Top of Reading passage

Kristy is currently Executive Manager – Loyalty & E-commerce with Thermomix in Australia and this interview could have been a book, however IMO it reveals some valuable insights, most notably her 10 stages on how to deliver loyalty program success with a POC.
Enjoy!
1. So, who is Kristy (outside of work) + a little on your work biography
I'm a busy mum of four. Our eldest son is 13, our daughter is nearly 12, and then we have twin boys who are eight. We're super lucky. They're all awesome and healthy and they give us a lot of energy and motivate me in all the things that I do.
For me, being so busy with the family means I love my exercise, it’s my personal time and part of my daily routine. It keeps me mentally and physically fit, sane and patient and helps me manage the stress of having, should I say…a crazy-busy life.
Being a mum to a big family has really made me value and appreciate my time – and the many nuances between people – even ones with the same genes!
This has helped with a lens through which to look at customers.
And, you know, in terms of people, they might have the same profile on paper but meeting them in real life you’ll discover it’s not the case – it’s like what happens if you use just demographics to create personas.
That’s why I love loyalty programs as they give me the opportunity to dig deeper than demographics!
In terms of my journey into loyalty, it all came from wanting to be able to directly measure the impact of the marketing activity I was doing. I started my marketing career in 2007 working as a campaign manager on ‘above the line’ activity – it was all TV, Radio, Print.
There was no paid digital media – no way to directly attribute a behaviour or a result to a marketing activity you were doing. The exception to this were loyalty programs – and from there my love of programs was born. I finally found a strategy and communication channel that I was able to measure impact, test & learn, and then do it all over again and again and again.
My first loyalty role was at Sigma Pharmaceuticals in 2009, working on their Amcal & Guardian Pharmacy loyalty programs. When I joined the business, they wanted to re-launch both of their programs – from both a program design and look and feel perspective.
And there was a strategic layer of looking into how we could monetise our program through providing opportunities to brands stocked in the pharmacy to target customers with relevant offers. This supplier funding strategy was key to driving longevity for the program.
This was my first shot at designing and implementing a program, and I learnt a lot about the process of having to update the technology as well as understand our customers.
We were managing franchisees as well, and they're another customer group in all of this, because effectively, you're not just looking at your overall business results, you're trying to support all their businesses as well.
From there, I moved into a fantastic role leading loyalty at Bakers Delight. I was given the challenge to design and implement a new loyalty program moving from a physical stamp card to a digital-based customer experience.
After I joined the business, I discovered there had been previous attempts to launch a new program without success. The main reason was there had not been a strong enough business case for the Board.

Bottom of Reading passage
Top of Data provided

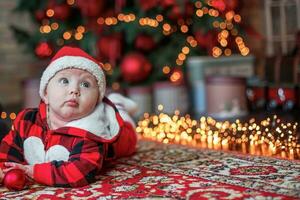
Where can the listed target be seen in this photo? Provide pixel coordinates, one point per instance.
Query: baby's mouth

Bottom of Data provided

Activities -
**A.** Print the stretch of the interview with Kristy from "This has helped" through "deeper than demographics!".
**B.** List the channels that the interview with Kristy gives as ‘above the line’ activity.
**C.** According to the interview with Kristy, in what year did she start her first loyalty role, and where?
The material that comes after the interview was taken from a separate source.

Task responses -
**A.**
This has helped with a lens through which to look at customers.
And, you know, in terms of people, they might have the same profile on paper but meeting them in real life you’ll discover it’s not the case – it’s like what happens if you use just demographics to create personas.
That’s why I love loyalty programs as they give me the opportunity to dig deeper than demographics!

**B.** TV, Radio, Print

**C.** In 2009, at Sigma Pharmaceuticals.